_TASK_: Please reproduce the listing in its entirety, exactly as written, but without images.

┏━━

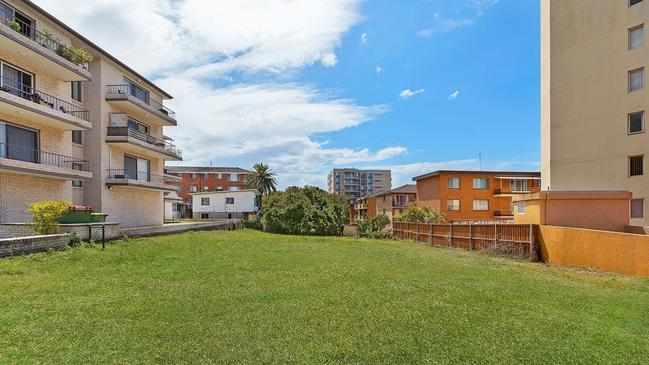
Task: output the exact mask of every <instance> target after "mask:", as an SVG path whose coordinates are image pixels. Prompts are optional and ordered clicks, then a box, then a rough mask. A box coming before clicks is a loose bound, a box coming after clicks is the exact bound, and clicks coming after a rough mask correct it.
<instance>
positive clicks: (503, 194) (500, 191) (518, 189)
mask: <svg viewBox="0 0 649 365" xmlns="http://www.w3.org/2000/svg"><path fill="white" fill-rule="evenodd" d="M540 190H541V189H539V188H537V187H534V186H531V187H527V188H525V187H523V188H513V189H512V188H496V189H494V195H514V194H530V193H538V192H539V191H540Z"/></svg>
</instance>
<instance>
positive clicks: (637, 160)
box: [629, 156, 644, 176]
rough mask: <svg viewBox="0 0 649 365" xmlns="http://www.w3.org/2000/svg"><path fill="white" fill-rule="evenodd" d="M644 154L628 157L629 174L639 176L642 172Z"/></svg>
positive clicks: (643, 170)
mask: <svg viewBox="0 0 649 365" xmlns="http://www.w3.org/2000/svg"><path fill="white" fill-rule="evenodd" d="M643 160H644V156H631V157H629V176H641V175H643V174H644V168H643V167H644V166H643V162H644V161H643Z"/></svg>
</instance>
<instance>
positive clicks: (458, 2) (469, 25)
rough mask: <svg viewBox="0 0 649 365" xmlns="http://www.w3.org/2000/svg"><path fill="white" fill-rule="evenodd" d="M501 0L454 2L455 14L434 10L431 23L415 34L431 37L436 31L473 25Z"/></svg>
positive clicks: (426, 36)
mask: <svg viewBox="0 0 649 365" xmlns="http://www.w3.org/2000/svg"><path fill="white" fill-rule="evenodd" d="M498 2H499V0H469V1H464V2H453V3H452V5H454V6H455V11H454V13H455V14H456V15H455V16H452V17H447V16H444V15H442V13H440V12H434V13H433V16H432V19H431V21H430V24H428V25H427V26H426V27H424V28H423V29H420V30H418V31H417V32H416V33H415V34H416V35H417V36H419V37H423V38H430V37H431V36H432V35H433V34H435V33H448V32H451V31H453V30H456V29H461V28H468V27H471V26H473V25H474V24H475V23H476V21H477V20H478V18H479V17H481V16H483V15H484V13H485V11H486V10H487V9H488V8H490V7H492V6H494V5H496V4H498Z"/></svg>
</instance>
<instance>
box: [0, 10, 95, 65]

┗━━

_RESPONSE TO THE TASK_:
Task: output the exact mask of every <instance> target after "mask:", as an SVG path whose coordinates are image pixels. Prompts are optional and ordered clicks, then a box, then a rough mask. A box coming before clicks is a loose bound, a box coming after clicks is the exact bound, and clicks coming after a rough mask correct it.
<instance>
positive clicks: (503, 194) (500, 191) (518, 189)
mask: <svg viewBox="0 0 649 365" xmlns="http://www.w3.org/2000/svg"><path fill="white" fill-rule="evenodd" d="M540 190H541V189H539V188H537V187H534V186H531V187H527V188H525V187H523V188H513V189H512V188H496V189H494V195H514V194H530V193H538V192H539V191H540Z"/></svg>
</instance>
<instance>
positive clicks: (637, 160)
box: [629, 156, 644, 176]
rough mask: <svg viewBox="0 0 649 365" xmlns="http://www.w3.org/2000/svg"><path fill="white" fill-rule="evenodd" d="M644 154L628 157L629 174L639 176L642 172Z"/></svg>
positive clicks: (643, 170)
mask: <svg viewBox="0 0 649 365" xmlns="http://www.w3.org/2000/svg"><path fill="white" fill-rule="evenodd" d="M643 160H644V156H631V157H629V176H641V175H643V174H644V168H643V167H644V166H643V162H644V161H643Z"/></svg>
</instance>
<instance>
positive clicks: (458, 2) (469, 25)
rough mask: <svg viewBox="0 0 649 365" xmlns="http://www.w3.org/2000/svg"><path fill="white" fill-rule="evenodd" d="M501 0L454 2L455 14L434 10L431 23L415 34L431 37L436 31L473 25Z"/></svg>
positive clicks: (426, 36)
mask: <svg viewBox="0 0 649 365" xmlns="http://www.w3.org/2000/svg"><path fill="white" fill-rule="evenodd" d="M498 2H499V0H469V1H464V2H453V3H452V5H454V6H455V11H454V13H455V14H456V15H455V16H452V17H447V16H444V15H442V13H440V12H434V13H433V16H432V19H431V21H430V24H428V25H427V26H426V27H424V28H423V29H420V30H418V31H417V32H416V33H415V34H416V35H417V36H419V37H423V38H430V37H431V36H432V35H433V34H435V33H448V32H451V31H453V30H456V29H461V28H468V27H471V26H473V25H474V24H475V23H476V21H477V20H478V18H479V17H481V16H483V15H484V13H485V11H486V10H487V9H488V8H490V7H492V6H494V5H496V4H498Z"/></svg>
</instance>
<instance>
box: [0, 10, 95, 65]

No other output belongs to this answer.